_What to work on_
1/ According to the Solr email, what is Solr's front-line protection mechanism?
2/ Edit the Solr email between "I completely agree;" and "it to death!", inclusive, so that "auxiliary" becomes "optional".

_Extract_
-- BEGIN --

> I know you have under "Rejected Alternatives" the statement "Leaving Solr
unprotected", but honestly, I think that is just too broad of a statement.


I completely agree; that felt wrong when I read that.  The SecurityManager
is not Solr's front-line protection mechanism -- that's authentication &
authorization plugins.  The SM was always an auxiliary nice-to-have
secondary to that.  It's also well within the user's power to add general
purpose mechanisms requiring no special enablement within Solr whatsoever:
such as mTLS via Istio.

On Thu, Jun 5, 2025 at 7:17 AM David Eric Pugh <de...@yahoo.com.invalid>
wrote:

>  Ten is the perfect time to rip it out.   Let's separate ripping it out
> from "whatever else we decide"... Otherwise we'll bike shed it to death!
> I know you have under "Rejected Alternatives" the statement "Leaving Solr
> unprotected", but honestly, I think that is just too broad of a statement.

-- END --

_Pointing records_
-- BEGIN --

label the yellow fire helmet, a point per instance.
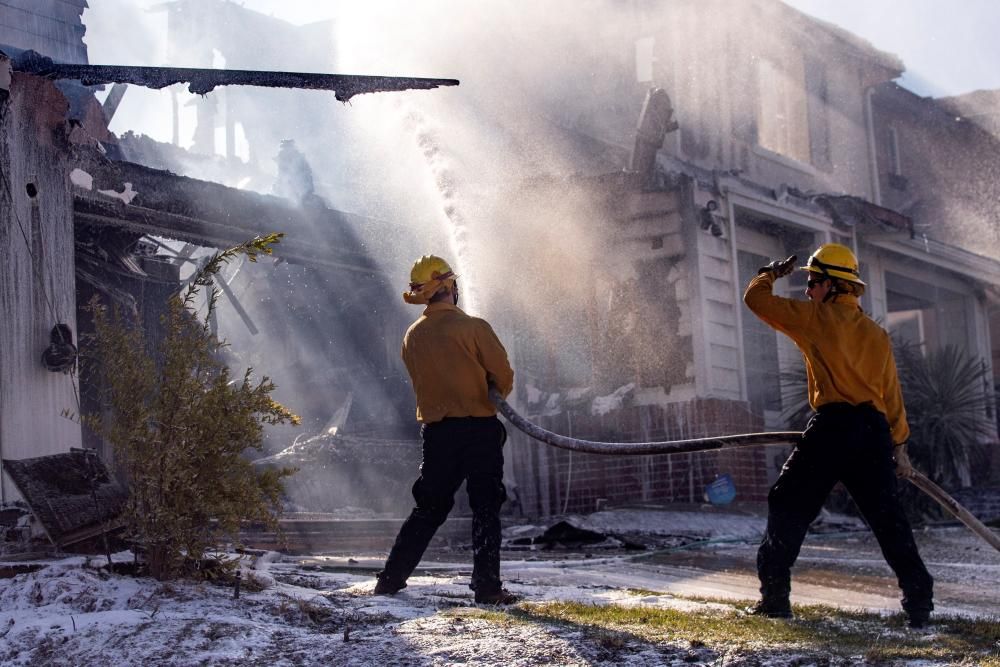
(429, 274)
(834, 260)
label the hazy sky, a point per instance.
(949, 47)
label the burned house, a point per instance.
(79, 219)
(781, 145)
(614, 273)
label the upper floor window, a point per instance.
(782, 113)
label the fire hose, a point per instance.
(688, 445)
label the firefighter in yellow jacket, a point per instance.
(452, 359)
(857, 435)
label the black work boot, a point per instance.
(384, 586)
(918, 618)
(498, 597)
(918, 612)
(771, 608)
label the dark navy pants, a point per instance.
(850, 444)
(468, 449)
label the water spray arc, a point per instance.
(919, 480)
(444, 182)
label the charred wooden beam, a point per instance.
(101, 211)
(201, 81)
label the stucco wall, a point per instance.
(36, 273)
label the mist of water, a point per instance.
(493, 174)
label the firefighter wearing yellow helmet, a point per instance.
(857, 435)
(452, 358)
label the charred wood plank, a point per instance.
(201, 81)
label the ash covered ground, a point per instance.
(318, 609)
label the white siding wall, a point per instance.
(34, 290)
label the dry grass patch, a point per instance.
(816, 630)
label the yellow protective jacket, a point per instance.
(451, 357)
(848, 356)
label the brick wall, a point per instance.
(553, 481)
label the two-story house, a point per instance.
(780, 148)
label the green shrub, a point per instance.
(179, 425)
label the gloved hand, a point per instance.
(780, 267)
(904, 469)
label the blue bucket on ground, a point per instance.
(722, 491)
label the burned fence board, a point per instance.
(72, 495)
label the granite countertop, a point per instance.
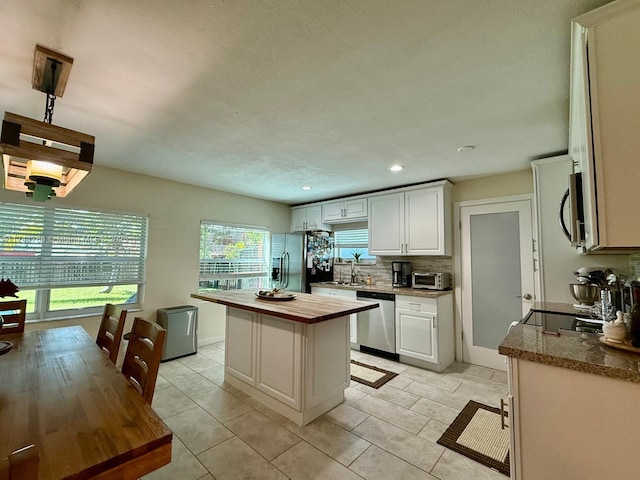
(304, 308)
(384, 288)
(574, 350)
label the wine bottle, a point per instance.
(635, 317)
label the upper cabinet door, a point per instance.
(605, 119)
(314, 218)
(386, 224)
(424, 222)
(298, 219)
(356, 209)
(332, 212)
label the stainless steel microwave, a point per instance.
(431, 281)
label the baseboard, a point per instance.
(209, 340)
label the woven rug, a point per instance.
(477, 433)
(369, 375)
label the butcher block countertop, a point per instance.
(304, 308)
(385, 288)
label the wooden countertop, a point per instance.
(305, 308)
(58, 391)
(384, 288)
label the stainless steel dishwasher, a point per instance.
(377, 327)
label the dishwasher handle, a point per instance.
(390, 297)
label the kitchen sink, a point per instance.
(346, 284)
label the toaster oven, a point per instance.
(431, 281)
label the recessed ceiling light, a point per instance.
(466, 148)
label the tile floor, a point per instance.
(390, 433)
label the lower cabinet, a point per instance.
(279, 360)
(299, 370)
(353, 319)
(424, 331)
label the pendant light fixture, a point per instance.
(39, 158)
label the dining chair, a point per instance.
(13, 321)
(21, 465)
(143, 355)
(110, 331)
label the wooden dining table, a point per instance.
(59, 392)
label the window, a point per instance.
(349, 240)
(233, 257)
(65, 259)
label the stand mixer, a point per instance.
(593, 284)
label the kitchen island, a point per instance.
(573, 403)
(293, 355)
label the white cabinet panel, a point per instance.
(307, 218)
(412, 222)
(605, 119)
(345, 211)
(424, 331)
(386, 224)
(279, 360)
(415, 336)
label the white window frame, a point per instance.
(264, 280)
(41, 237)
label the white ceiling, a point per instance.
(260, 97)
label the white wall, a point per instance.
(175, 211)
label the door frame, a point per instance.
(457, 259)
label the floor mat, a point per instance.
(369, 375)
(477, 433)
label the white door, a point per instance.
(497, 274)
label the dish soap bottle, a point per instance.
(635, 316)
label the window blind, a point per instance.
(229, 251)
(355, 238)
(49, 247)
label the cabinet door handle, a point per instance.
(502, 414)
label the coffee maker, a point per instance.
(401, 274)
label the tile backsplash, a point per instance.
(381, 270)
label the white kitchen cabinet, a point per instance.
(424, 331)
(556, 258)
(353, 319)
(353, 210)
(414, 221)
(279, 361)
(307, 218)
(299, 370)
(568, 424)
(241, 333)
(605, 120)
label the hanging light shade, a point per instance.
(39, 158)
(25, 142)
(41, 177)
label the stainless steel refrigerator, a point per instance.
(300, 259)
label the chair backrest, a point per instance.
(110, 331)
(142, 359)
(21, 465)
(15, 316)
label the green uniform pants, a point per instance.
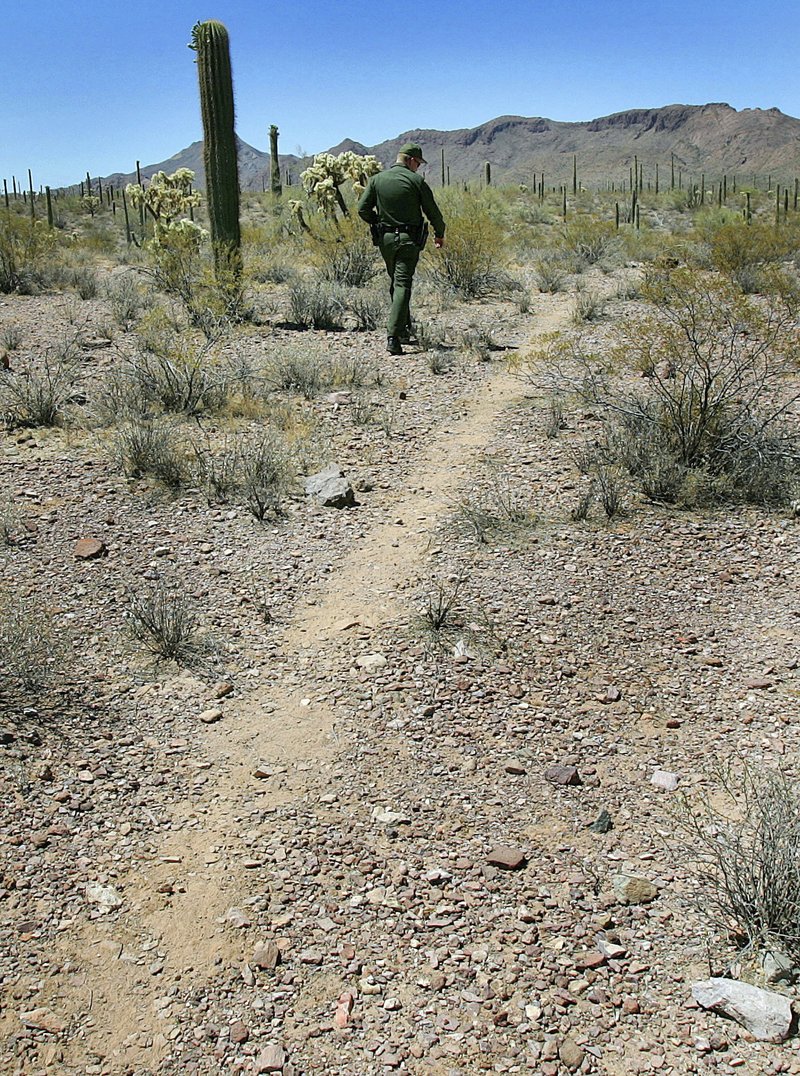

-- END --

_Answers to the tasks_
1/ Authentication & authorization plugins.

2/
I completely agree; that felt wrong when I read that.  The SecurityManager
is not Solr's front-line protection mechanism -- that's authentication &
authorization plugins.  The SM was always an optional nice-to-have
secondary to that.  It's also well within the user's power to add general
purpose mechanisms requiring no special enablement within Solr whatsoever:
such as mTLS via Istio.

On Thu, Jun 5, 2025 at 7:17 AM David Eric Pugh <de...@yahoo.com.invalid>
wrote:

>  Ten is the perfect time to rip it out.   Let's separate ripping it out
> from "whatever else we decide"... Otherwise we'll bike shed it to death!